> Artikel
——————————

Prasasti yang pertama muncul di Indonesia mempergunakan bahasa Sansekerta yang berasal dari India. Prasasti itu adalah prasasti Mulawarman dari Kerajaan Kutai di Kalimantan bagian timur sekitar tahun 400 masehi. Prasasti Mulawarman disusul oleh serangkaian prasasti berbahasa Sansekerta peninggalan Kerajaan Tarumanagara di Jawa sebelah barat. Setelah sejumlah prasasti berbahasa Sansekerta, muncul prasasti berbahasa asli nusantara yang diawali dengan prasasti berbahasa Melayu.

——————————

> Soal Latihan
1: Menurut artikel, dari kerajaan mana prasasti Mulawarman berasal?
2: Tulislah kembali bagian artikel yang dimulai dengan "Prasasti yang pertama" dan berlanjut hingga "prasasti berbahasa Melayu.", dengan menukar "Jawa sebelah barat" menjadi "Jawa bagian barat".
Data di bawah ini tidak berhubungan dengan artikel tersebut.

——————————

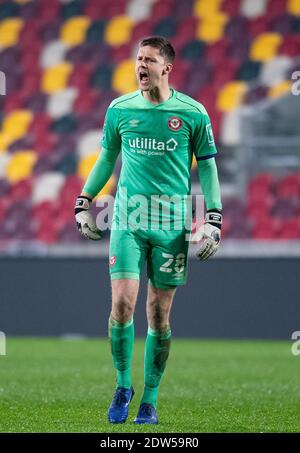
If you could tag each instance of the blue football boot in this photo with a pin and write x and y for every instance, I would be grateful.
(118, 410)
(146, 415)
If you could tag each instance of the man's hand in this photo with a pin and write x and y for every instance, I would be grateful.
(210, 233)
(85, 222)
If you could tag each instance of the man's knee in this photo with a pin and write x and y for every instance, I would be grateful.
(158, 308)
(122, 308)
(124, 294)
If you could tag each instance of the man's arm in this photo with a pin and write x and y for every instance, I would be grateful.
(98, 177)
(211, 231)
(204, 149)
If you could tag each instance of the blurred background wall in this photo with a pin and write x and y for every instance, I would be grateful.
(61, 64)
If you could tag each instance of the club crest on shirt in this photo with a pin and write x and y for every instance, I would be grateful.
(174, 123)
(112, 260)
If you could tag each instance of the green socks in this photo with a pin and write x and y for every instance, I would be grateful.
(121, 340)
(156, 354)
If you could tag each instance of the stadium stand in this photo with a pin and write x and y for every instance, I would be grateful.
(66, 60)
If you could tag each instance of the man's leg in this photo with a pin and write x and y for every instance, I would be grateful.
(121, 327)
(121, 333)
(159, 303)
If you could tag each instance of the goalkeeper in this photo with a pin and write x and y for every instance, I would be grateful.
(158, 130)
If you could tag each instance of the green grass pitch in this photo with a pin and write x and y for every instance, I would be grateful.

——————————

> Jawaban Tiap Soal
1: Dari Kerajaan Kutai di Kalimantan bagian timur.

2:
Prasasti yang pertama muncul di Indonesia mempergunakan bahasa Sansekerta yang berasal dari India. Prasasti itu adalah prasasti Mulawarman dari Kerajaan Kutai di Kalimantan bagian timur sekitar tahun 400 masehi. Prasasti Mulawarman disusul oleh serangkaian prasasti berbahasa Sansekerta peninggalan Kerajaan Tarumanagara di Jawa bagian barat. Setelah sejumlah prasasti berbahasa Sansekerta, muncul prasasti berbahasa asli nusantara yang diawali dengan prasasti berbahasa Melayu.